§ **EXTRACTED DATA**
··········

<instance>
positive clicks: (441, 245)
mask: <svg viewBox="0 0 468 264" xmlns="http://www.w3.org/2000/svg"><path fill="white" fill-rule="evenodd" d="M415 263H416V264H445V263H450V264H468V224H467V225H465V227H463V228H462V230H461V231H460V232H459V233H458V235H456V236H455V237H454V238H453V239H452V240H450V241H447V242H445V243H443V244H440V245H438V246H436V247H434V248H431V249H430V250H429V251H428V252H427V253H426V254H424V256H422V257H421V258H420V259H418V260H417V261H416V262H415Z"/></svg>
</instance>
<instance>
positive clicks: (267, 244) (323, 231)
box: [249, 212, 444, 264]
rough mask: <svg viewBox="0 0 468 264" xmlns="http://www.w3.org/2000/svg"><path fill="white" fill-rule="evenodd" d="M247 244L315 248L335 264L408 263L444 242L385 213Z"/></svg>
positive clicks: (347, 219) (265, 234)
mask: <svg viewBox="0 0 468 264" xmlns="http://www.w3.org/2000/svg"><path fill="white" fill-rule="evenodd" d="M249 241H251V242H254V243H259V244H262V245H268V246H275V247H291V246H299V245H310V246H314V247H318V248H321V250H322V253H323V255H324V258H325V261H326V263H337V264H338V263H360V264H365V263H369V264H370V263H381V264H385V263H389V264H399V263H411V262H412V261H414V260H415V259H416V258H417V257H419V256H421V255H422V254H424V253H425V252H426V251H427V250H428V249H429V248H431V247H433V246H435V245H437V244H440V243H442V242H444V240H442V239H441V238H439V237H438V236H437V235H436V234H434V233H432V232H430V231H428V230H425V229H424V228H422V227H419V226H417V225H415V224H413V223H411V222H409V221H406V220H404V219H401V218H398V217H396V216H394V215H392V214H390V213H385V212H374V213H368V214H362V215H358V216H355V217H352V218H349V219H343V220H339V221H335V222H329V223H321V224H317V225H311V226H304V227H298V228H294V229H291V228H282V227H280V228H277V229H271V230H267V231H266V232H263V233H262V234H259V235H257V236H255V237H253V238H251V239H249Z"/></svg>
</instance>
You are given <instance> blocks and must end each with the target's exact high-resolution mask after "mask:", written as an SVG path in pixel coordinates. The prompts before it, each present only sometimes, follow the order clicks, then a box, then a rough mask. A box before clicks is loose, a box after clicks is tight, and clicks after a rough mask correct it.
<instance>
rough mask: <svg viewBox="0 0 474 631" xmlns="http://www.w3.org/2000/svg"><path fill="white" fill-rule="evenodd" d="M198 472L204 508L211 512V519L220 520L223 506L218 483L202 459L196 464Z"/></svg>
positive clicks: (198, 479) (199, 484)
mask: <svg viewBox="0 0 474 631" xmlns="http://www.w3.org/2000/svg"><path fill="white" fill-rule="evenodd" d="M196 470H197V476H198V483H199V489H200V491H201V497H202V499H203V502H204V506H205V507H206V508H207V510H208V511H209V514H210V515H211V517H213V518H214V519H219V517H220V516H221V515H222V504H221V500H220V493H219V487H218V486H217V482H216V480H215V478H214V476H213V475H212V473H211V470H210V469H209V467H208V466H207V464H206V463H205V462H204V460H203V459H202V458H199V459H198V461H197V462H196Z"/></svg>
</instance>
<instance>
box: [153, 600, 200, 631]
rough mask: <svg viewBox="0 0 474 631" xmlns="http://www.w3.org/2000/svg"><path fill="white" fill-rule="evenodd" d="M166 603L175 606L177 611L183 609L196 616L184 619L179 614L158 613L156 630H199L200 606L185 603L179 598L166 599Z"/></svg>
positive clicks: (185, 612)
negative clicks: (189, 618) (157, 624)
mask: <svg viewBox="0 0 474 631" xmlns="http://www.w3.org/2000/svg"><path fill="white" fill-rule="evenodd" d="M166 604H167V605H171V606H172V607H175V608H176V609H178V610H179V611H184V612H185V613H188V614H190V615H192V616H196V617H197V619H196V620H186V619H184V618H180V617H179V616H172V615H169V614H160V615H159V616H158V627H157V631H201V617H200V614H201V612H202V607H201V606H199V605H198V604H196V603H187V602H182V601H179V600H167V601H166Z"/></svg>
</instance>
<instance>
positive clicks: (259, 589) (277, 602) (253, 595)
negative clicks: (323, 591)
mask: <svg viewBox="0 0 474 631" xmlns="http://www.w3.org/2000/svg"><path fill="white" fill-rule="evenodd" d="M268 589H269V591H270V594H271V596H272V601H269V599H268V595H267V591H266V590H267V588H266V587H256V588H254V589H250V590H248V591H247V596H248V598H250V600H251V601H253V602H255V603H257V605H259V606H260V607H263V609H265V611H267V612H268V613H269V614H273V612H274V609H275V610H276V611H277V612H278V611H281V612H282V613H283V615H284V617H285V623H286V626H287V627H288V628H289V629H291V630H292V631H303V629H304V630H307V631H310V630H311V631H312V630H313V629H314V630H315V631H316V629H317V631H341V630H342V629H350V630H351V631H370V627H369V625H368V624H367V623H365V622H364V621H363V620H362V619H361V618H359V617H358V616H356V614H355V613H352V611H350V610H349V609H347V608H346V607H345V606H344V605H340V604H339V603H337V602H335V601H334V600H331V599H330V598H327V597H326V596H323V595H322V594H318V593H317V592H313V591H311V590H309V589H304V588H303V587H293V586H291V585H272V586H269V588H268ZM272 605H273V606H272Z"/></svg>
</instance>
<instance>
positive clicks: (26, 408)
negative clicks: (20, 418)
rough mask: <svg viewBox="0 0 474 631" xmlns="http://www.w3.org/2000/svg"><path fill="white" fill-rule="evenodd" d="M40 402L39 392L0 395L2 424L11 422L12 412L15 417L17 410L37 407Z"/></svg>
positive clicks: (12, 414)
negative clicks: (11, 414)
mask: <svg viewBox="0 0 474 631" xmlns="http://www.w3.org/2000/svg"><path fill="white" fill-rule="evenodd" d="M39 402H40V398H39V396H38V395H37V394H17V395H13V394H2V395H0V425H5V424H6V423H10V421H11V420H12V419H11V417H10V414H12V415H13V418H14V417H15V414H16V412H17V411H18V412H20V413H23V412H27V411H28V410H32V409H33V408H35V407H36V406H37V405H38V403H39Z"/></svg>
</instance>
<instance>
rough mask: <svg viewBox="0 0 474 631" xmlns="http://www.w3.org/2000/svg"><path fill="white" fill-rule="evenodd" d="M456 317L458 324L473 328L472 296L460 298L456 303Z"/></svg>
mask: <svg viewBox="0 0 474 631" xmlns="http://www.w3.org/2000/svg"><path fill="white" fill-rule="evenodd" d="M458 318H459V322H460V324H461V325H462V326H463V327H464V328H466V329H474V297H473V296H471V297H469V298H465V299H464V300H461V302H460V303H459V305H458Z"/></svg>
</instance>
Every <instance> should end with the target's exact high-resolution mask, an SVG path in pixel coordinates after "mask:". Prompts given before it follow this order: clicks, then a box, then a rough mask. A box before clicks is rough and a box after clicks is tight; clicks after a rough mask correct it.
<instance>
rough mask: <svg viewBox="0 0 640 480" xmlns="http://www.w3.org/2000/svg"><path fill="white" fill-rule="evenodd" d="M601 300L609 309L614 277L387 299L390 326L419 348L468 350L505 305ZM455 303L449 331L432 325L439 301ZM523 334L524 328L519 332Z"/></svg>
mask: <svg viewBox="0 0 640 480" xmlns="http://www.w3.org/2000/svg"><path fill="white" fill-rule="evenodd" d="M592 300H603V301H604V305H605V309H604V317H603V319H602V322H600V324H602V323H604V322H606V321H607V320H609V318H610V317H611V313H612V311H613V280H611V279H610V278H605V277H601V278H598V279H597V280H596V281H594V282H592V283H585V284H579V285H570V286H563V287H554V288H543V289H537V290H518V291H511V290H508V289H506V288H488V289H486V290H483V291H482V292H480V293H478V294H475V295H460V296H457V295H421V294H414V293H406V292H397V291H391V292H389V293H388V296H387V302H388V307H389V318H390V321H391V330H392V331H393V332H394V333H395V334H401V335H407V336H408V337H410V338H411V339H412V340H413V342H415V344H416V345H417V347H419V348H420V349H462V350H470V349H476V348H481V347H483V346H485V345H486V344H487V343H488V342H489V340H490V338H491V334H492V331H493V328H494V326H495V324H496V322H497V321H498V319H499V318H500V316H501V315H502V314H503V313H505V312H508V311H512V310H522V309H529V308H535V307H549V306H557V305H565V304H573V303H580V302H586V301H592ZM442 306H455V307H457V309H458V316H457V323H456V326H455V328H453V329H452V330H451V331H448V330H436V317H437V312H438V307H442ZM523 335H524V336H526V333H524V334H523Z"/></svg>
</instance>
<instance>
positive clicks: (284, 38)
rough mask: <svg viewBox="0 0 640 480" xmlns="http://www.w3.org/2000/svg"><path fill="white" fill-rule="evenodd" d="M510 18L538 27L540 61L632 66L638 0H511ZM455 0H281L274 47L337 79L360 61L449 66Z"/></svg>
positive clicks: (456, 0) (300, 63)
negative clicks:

··········

§ **REQUIRED ACTION**
Reproduce everything from the start of the entries down to the line containing "box: [249, 212, 444, 264]", substituting "foreground clicks" for "positive clicks" and leaving all else unchanged.

§ **EXERCISE RESPONSE**
<instance>
foreground clicks: (441, 245)
mask: <svg viewBox="0 0 468 264" xmlns="http://www.w3.org/2000/svg"><path fill="white" fill-rule="evenodd" d="M415 263H416V264H445V263H450V264H468V224H467V225H465V227H463V228H462V230H461V231H460V232H459V233H458V235H456V236H455V237H454V238H453V239H452V240H450V241H447V242H445V243H443V244H440V245H438V246H436V247H434V248H431V249H430V250H429V251H428V252H427V253H426V254H424V256H422V257H421V258H420V259H418V260H417V261H416V262H415Z"/></svg>
</instance>
<instance>
foreground clicks: (267, 244) (323, 231)
box: [249, 212, 444, 264]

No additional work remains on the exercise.